[MATERIAL PROVIDED Boundary: Start]

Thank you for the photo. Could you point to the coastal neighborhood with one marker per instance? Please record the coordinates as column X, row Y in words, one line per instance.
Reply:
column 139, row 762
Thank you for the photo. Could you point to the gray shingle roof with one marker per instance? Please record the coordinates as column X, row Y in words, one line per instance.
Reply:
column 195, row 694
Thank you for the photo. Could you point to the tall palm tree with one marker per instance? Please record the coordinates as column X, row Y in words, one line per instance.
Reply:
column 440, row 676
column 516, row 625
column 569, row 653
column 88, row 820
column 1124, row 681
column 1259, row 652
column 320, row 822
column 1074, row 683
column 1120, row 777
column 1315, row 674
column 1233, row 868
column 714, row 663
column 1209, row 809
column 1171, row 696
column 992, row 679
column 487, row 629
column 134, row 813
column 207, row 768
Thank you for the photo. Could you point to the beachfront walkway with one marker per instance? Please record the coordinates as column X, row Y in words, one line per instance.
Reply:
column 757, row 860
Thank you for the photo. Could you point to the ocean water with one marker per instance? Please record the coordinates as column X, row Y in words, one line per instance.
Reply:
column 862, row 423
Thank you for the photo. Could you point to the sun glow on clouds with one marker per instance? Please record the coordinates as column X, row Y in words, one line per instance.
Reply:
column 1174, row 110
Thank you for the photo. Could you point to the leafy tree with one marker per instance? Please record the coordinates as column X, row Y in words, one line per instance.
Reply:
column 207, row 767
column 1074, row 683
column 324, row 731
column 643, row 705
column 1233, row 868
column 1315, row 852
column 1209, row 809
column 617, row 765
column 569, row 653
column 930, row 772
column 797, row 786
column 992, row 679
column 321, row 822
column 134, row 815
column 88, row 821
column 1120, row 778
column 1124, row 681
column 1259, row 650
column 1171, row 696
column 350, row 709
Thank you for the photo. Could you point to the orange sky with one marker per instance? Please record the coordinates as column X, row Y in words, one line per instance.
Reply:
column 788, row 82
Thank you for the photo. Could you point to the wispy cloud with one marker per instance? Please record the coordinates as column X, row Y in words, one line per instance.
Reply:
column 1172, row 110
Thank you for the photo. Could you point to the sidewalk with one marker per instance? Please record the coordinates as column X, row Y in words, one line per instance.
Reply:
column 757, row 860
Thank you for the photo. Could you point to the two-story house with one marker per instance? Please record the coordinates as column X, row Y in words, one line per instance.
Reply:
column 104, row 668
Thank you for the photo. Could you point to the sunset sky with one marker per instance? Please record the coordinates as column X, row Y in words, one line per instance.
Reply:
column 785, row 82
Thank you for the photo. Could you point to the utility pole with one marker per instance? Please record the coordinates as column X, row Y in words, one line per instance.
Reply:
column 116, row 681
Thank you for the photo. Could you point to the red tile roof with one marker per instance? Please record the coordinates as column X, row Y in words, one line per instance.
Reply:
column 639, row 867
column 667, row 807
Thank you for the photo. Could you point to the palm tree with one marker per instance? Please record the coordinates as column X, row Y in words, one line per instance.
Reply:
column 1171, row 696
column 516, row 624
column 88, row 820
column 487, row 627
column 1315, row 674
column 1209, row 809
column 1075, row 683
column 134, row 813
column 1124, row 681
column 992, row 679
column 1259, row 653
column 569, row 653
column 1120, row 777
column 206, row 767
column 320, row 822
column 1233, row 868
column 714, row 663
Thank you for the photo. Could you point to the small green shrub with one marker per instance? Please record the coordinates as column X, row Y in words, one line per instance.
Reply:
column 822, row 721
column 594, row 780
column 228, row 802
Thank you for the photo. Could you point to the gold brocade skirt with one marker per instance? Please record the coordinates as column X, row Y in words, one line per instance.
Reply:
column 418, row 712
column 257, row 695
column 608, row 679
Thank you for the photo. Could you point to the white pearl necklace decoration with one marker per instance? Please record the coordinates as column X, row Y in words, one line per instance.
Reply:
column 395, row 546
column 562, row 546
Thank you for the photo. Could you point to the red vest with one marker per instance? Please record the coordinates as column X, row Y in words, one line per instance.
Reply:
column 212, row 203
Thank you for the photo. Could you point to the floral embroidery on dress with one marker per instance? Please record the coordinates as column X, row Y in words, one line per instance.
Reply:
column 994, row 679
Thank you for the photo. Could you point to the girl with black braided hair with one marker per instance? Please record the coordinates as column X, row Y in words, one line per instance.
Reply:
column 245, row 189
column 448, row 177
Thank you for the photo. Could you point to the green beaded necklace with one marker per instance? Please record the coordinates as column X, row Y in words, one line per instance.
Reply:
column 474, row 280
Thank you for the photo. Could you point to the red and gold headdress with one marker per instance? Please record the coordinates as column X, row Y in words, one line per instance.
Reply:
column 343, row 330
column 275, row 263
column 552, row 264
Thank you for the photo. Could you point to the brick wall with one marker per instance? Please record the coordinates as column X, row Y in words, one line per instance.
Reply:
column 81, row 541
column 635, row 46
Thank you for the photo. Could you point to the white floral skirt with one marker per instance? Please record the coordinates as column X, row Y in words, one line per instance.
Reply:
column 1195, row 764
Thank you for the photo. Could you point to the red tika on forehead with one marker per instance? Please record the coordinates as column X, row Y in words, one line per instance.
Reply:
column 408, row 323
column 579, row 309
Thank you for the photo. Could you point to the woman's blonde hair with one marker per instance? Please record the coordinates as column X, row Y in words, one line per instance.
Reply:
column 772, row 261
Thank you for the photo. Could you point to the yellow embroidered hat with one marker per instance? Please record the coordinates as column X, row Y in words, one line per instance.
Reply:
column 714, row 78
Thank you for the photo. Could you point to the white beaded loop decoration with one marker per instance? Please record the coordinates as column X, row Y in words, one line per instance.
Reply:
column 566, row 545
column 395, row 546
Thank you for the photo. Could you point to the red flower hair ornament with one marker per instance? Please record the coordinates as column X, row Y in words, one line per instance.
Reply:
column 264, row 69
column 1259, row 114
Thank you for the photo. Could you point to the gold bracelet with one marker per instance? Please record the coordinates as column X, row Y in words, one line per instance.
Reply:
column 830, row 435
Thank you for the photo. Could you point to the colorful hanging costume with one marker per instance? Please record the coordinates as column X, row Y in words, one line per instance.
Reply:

[MATERIAL PROVIDED Boundary: End]

An exact copy of every record is what the answer must contain.

WRITTEN SOLUTION
Thank you for the photo. Could you point to the coastal neighborhood with one marker per instance? Please record the coordinates as column X, row Y in words, one line per instance.
Reply:
column 139, row 762
Thank you for the photo. Could you point to the gray shingle roof with one marker per instance? Please record the coordinates as column X, row Y in words, one line per instance.
Reply:
column 195, row 694
Thank you for the photo. Could you point to the tall palm tree with one marker per instance? Please record the coordinates as column X, row Y in words, one line per instance.
Reply:
column 440, row 676
column 516, row 625
column 569, row 653
column 88, row 820
column 1124, row 681
column 1259, row 652
column 320, row 822
column 1074, row 683
column 1120, row 777
column 1315, row 674
column 1233, row 868
column 714, row 663
column 1209, row 809
column 1171, row 696
column 992, row 679
column 487, row 629
column 134, row 813
column 207, row 768
Thank you for the photo. Could you point to the beachfront walkway with one marker per instance? Please record the coordinates as column X, row Y in words, one line per instance.
Reply:
column 757, row 860
Thank you for the photo. Could you point to the ocean water with one marker per instance? Please record the coordinates as column X, row Y in words, one line per instance.
Reply:
column 862, row 423
Thank you for the photo. Could you point to the sun glow on clouds with one marker per instance? Please record the coordinates as column X, row Y in words, one line per instance.
Reply:
column 1174, row 110
Thank you for the photo. Could you point to the leafy tree with one marker per instance? Please record the coordinates as column X, row Y in words, one line per instance.
Reply:
column 207, row 767
column 1074, row 683
column 324, row 731
column 643, row 705
column 1233, row 868
column 1315, row 852
column 1209, row 809
column 617, row 765
column 569, row 653
column 930, row 772
column 797, row 786
column 992, row 679
column 321, row 822
column 134, row 815
column 88, row 821
column 1120, row 778
column 1124, row 681
column 1259, row 650
column 1171, row 696
column 350, row 709
Thank you for the photo. Could you point to the orange sky with one marker per instance? Please record the coordinates as column X, row Y in words, one line per instance.
Reply:
column 788, row 82
Thank you for the photo. Could you point to the wispy cloud with one marker per instance? Please record the coordinates as column X, row Y in words, one line per instance.
Reply:
column 1172, row 110
Thank you for the photo. Could you point to the sidewalk with one marker per instance? Please record the coordinates as column X, row Y in words, one line per instance.
Reply:
column 757, row 860
Thank you for the photo. Could you point to the two-story house with one marker per instance? Please record the coordinates as column X, row Y in words, one line per instance.
Reply:
column 104, row 668
Thank you for the photo. Could you point to the sunset sky with one marker per instance? Please record the coordinates as column X, row Y in words, one line per instance.
Reply:
column 785, row 82
Thank you for the photo. Could you point to the utility pole with one marker per instance? Please record the coordinates as column X, row Y in words, one line per instance.
Reply:
column 116, row 681
Thank you for the photo. Could you point to the red tile roof with one marker per instance? Please record the coordinates as column X, row Y in words, one line per instance.
Reply:
column 639, row 867
column 667, row 807
Thank you for the photo. Could you point to the palm tree with one marker per instance? Please record the coordinates as column X, row Y in words, one line per instance.
Reply:
column 1171, row 696
column 516, row 624
column 88, row 820
column 487, row 627
column 1315, row 674
column 1209, row 809
column 1075, row 683
column 134, row 813
column 1124, row 681
column 992, row 679
column 1259, row 653
column 569, row 653
column 1120, row 777
column 206, row 767
column 320, row 822
column 1233, row 868
column 714, row 663
Thank you for the photo. Could you point to the small green shrub with one marker per instance? Please record the coordinates as column X, row Y in words, one line per instance.
Reply:
column 822, row 721
column 594, row 780
column 228, row 802
Thank you for the photo. Could you point to the gold brocade skirt with one marker per instance? Please record the coordinates as column X, row Y in words, one line per instance.
Reply:
column 418, row 712
column 257, row 695
column 608, row 679
Thank you for the photo. Could you point to the white pearl necklace decoration with one marker per instance? Please record the coordinates as column X, row Y in words, one line per instance.
Reply:
column 395, row 546
column 562, row 546
Thank you for the photo. Could you point to the red vest with one marker per instance? Please record the coordinates as column X, row Y in words, one line per instance.
Reply:
column 212, row 203
Thank you for the photo. Could you point to the floral embroidery on dress with one marker per instance? Please record the coordinates as column X, row Y in words, one line per instance.
Reply:
column 994, row 679
Thank you for the photo. Could you point to the girl with black braided hair with one marker per instance? Please record the coordinates as column X, row Y in words, one line per instance.
Reply:
column 245, row 189
column 448, row 177
Thank you for the photo. Could you point to the green beaded necklace with one marker per instance? Please record the coordinates as column X, row Y in words, one line per instance.
Reply:
column 474, row 280
Thank you for the photo. Could you point to the red and gold headdress with one marker per instance? Please record the coordinates as column X, row Y in words, one line per instance.
Reply:
column 343, row 330
column 275, row 263
column 552, row 264
Thank you for the photo. Could you point to the brick wall with one marker per instance? Please record the coordinates as column X, row Y in words, one line per instance.
Reply:
column 81, row 541
column 635, row 46
Thank you for the photo. Could you point to the white floral skirt with one marker per instance? Please record the coordinates as column X, row Y in words, one line per instance.
Reply:
column 1195, row 764
Thank you for the photo. Could you point to the red tika on forehead with one marker per instance? Please record the coordinates as column X, row Y in words, one line per instance.
Reply:
column 408, row 323
column 579, row 309
Thank you for the photo. Could you point to the woman's blonde hair with one marker per instance? Please record the coordinates as column X, row Y in words, one line per instance.
Reply:
column 772, row 261
Thank you for the photo. Could you point to the yellow embroidered hat with one marker per instance? Please record the coordinates as column X, row Y in words, one line per instance.
Reply:
column 714, row 78
Thank you for the photo. Could you point to the white beaded loop decoration with one marker per instance? Please record the coordinates as column X, row Y in words, one line per instance.
Reply:
column 566, row 545
column 395, row 546
Thank you for the photo. Could you point to the red flower hair ornament with one marker per instance? Please record the coordinates as column X, row Y in words, one line per instance.
Reply:
column 264, row 69
column 1259, row 114
Thank you for the photo. Could you point to the gold bracelet with one marker per instance? Please record the coordinates as column X, row Y in words, one line per instance.
Reply:
column 830, row 435
Thank you for the photo. Could you point to the colorful hanging costume with one marker per instance? Please record the coordinates as column X, row Y in words, one line per instance.
Reply:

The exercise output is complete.